# WHAT YOU ARE ASKED TO DO:
Would you retype all of these records exactly?

# DATA SHOWN:
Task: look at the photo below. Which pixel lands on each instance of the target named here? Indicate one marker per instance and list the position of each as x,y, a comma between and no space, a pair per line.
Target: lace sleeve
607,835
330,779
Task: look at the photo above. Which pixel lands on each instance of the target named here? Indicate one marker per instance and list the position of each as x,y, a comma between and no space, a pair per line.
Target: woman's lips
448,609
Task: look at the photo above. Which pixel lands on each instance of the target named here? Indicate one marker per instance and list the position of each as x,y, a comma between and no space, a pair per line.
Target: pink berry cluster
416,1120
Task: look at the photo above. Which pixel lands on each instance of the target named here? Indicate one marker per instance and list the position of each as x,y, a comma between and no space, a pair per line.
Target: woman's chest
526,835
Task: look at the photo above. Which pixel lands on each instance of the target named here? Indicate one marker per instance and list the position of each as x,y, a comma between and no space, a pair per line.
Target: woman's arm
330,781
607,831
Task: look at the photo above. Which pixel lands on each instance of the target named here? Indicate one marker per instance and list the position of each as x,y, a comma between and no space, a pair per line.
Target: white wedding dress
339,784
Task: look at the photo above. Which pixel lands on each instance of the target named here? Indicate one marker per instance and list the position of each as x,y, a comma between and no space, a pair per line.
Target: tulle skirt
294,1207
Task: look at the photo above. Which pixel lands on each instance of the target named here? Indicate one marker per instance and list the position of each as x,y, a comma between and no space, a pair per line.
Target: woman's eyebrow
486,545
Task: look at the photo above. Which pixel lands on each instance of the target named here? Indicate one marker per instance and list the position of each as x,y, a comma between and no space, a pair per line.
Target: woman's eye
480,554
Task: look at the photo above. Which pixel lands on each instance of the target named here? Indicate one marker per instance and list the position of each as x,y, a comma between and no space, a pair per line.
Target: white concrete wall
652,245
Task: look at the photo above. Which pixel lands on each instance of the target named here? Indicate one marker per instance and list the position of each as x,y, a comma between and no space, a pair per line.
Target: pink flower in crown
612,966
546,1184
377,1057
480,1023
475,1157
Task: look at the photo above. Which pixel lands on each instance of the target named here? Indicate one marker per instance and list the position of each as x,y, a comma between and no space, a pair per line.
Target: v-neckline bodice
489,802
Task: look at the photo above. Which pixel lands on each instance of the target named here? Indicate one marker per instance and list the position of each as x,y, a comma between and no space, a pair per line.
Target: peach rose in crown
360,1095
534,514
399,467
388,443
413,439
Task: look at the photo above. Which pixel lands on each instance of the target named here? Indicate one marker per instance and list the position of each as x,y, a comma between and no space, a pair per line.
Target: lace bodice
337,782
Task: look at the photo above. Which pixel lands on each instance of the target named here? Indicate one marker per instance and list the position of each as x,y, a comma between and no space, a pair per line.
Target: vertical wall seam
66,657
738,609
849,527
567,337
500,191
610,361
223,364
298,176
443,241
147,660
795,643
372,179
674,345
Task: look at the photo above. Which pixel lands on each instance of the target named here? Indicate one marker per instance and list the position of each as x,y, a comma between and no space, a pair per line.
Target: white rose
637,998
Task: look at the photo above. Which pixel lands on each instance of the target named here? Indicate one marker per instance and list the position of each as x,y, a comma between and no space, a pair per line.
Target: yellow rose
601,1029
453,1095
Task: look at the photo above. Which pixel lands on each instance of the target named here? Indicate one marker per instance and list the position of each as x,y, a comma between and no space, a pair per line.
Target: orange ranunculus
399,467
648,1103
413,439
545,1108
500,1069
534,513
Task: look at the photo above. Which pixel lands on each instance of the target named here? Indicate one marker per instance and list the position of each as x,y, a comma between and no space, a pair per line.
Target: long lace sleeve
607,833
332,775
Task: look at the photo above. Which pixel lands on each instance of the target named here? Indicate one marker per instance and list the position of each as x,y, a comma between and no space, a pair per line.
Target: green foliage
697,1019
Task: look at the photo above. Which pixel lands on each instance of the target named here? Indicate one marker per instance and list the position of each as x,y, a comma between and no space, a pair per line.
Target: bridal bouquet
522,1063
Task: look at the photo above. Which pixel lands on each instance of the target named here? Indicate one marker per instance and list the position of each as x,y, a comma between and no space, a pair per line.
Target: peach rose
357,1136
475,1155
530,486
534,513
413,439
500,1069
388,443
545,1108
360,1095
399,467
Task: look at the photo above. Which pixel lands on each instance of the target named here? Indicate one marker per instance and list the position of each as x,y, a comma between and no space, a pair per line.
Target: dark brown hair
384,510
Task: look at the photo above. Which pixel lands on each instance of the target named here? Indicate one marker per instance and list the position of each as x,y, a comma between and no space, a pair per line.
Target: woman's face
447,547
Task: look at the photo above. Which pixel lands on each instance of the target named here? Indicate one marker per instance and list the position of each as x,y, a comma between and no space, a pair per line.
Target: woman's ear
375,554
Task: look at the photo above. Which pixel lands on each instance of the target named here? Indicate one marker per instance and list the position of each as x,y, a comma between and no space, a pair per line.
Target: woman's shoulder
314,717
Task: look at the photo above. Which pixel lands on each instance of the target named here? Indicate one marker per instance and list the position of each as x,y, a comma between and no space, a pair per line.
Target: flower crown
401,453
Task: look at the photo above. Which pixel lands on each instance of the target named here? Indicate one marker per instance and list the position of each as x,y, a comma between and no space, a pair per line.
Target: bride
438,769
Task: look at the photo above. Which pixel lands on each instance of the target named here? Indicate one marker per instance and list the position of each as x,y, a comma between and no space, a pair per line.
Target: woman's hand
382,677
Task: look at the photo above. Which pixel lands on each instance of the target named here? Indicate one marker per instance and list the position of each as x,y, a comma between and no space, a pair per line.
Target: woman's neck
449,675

# FINISHED TASK:
Task: look at the photo below. Which pixel lands on each instance of the target named here? Indicate one marker per instance and list the position of each as x,y, a comma between and no space, a pair per line.
Target: lace sleeve
607,835
330,779
Task: look at the photo above. Which pixel lands on each instance of the target named here? Indicate one marker per instance and list the position of each as x,y, a comma between and no space, a pair per line.
Target: woman's lips
448,609
Task: look at the photo above. Which pixel lands on each instance of the target named here? Indicate one marker per instance and list the position of each as x,y, a comma between and no space, a pair per line.
Target: pink berry cluster
416,1120
Task: look at the photo above. Which pixel lands on each instance of the target named here? Indicate one marker per instance and list the position of each as x,y, a comma between and no space, a pair per line.
Target: woman's chest
526,835
Task: look at the photo above. Which pixel lands on each instance of the target named here? Indicate one marker per instance and list the position of each as x,y, a comma between and no space, a pair per line.
Target: woman's arm
330,781
607,831
Task: look at the photo above. Which pixel lands on each instance of the target named here? Indicate one marker per instance and list the position of each as x,y, a comma between and no space, a pair per line.
Target: white wedding dress
339,784
Task: look at the photo above. Which pixel lands on each instance of the target named here? Indicate one marker per instance and list the position of each as x,y, a comma between and no space, a pair per line.
Target: tulle skirt
294,1207
Task: look at the photo above. Which pixel lands on each instance of the target named here? Indicate one marker per instance and list the position of each as x,y, a comma between and no space, a pair per line.
Target: woman's eyebrow
486,545
Task: look at the photo above. Which pixel lands on each instance of the target named here? Indicate one marker per instance and list the position of each as x,y, a comma between and no space, a pair per line.
Target: woman's eye
480,554
Task: look at the photo above. Which pixel lands on each instance of the target named here? Indicate one marker per instance and list the position of each as x,y, a comma between and no space, a pair per line.
Target: white concrete wall
652,245
Task: look at the photo above. Which pixel lands on each instance of the target named here? Indicate one marker per instance and list the position of each as x,y, a comma between and no space, a pair per line.
Target: pink flower in crown
612,966
546,1184
377,1057
480,1023
475,1157
Task: look at the photo above. Which pixel lands on each instance of the target named here? Indicate one marker per instance and list the position of each as x,y, a comma between and no space, a pair per line.
Target: v-neckline bodice
489,802
Task: look at the photo above. Which pixel lands on each instance of the target named here? Indicate one marker per instance and list the position of each as x,y, a comma between and no space, a pair per line.
Target: peach rose in crown
360,1095
534,514
399,467
388,443
413,439
Task: look at the photo above. Which pixel lands on each instance of the target named here? Indicate one marker per instance and list the position of each as x,y, a comma between and no space, a pair per line.
Target: lace bodice
337,782
Task: look at the photo above. Which pixel lands on each instance of the target named here? Indicate one marker per instance and list the position of each as x,y, a comma between and no space, a pair per line.
Target: vertical wall seam
66,657
738,609
849,527
567,337
500,191
610,361
223,364
298,176
443,241
147,660
795,643
372,179
674,345
Task: look at the photo above. Which pixel lands on each instance of the target named here? Indicate one marker per instance and list the position of each as x,y, a comma between and no space, a pair per line.
Target: white rose
637,998
Task: look at the photo above. Which pixel lands on each instance of the target named here? Indicate one marker per instance and list the position of each as x,y, a comma between and no space, a pair per line.
Target: yellow rose
601,1029
453,1095
Task: look at the photo above. Which pixel lands on each instance of the target named here? Indicate one marker per instance and list the position of each as x,y, a comma between and no space, a pair per line.
Target: orange ranunculus
399,467
648,1103
413,439
545,1108
500,1069
534,513
Task: look at the photo above. Which pixel lands on each instance of the target named here? Indicate one marker per instance and list the position of each as x,y, a comma between and no space, a pair per line.
Target: long lace sleeve
607,833
332,775
Task: look at the photo above. Which pixel lands on each instance of the target named here? Indicate one marker per instance and list the position of each as x,y, a comma between and no space, a pair per line.
Target: green foliage
697,1019
Task: look at the photo above. Which pixel lands on each instance of the target named here? Indicate one marker per instance and list the position of each as x,y, a comma between and no space, a pair per line.
Target: bridal bouquet
522,1063
Task: look at the photo above. Which pixel lands on each instance of the target named here? Indicate one marker per instance and list the position of each as x,y, a comma between and no space, a pair per line.
Target: peach rose
357,1136
475,1155
530,486
534,513
413,439
500,1069
388,443
545,1108
360,1095
399,467
Task: look at the photo above. Which pixel lands on each instance of the target named here? Indicate one marker per instance and list the position of each as x,y, a comma between and no space, a pair per line.
Target: dark brown hair
384,510
Task: look at the photo above. Which pixel lands on each instance of the target named here? Indicate one marker per instance and list the position of each as x,y, a comma between and no space, a pair per line.
Target: woman's face
447,547
Task: look at the photo above. Which pixel lands on each instance of the target named here? Indicate one marker per instance and list the position of each as x,y, a comma between and no space, a pair per line.
Target: woman's ear
375,554
Task: look at the photo above. Which pixel lands on each instance of the target named here? Indicate one marker per instance and list the position of each as x,y, a comma between and no space, a pair per line.
Target: woman's shoulder
314,717
Task: look at the photo above. Which pixel lands on each instance of the target named here? Indicate one marker per instance and list the position of each as x,y, a comma between and no space, a pair per line.
Target: flower crown
401,453
Task: look at the photo above. Which pixel lands on each instance of the target named here? Indicate one marker per instance and list the position of each as x,y, a comma between and no space, a pair per line.
Target: bride
438,769
Task: look at the photo above. Which pixel lands on each instance of the target named here? Indicate one marker per instance and list the position of each as x,y, a comma between and no space, a pair per line.
Target: woman's hand
382,677
Task: look at the photo above. Which pixel lands on each instance of the target named here? Indicate one marker per instance and list the position of each as x,y, a comma between and no space, a pair per line.
Target: woman's neck
449,675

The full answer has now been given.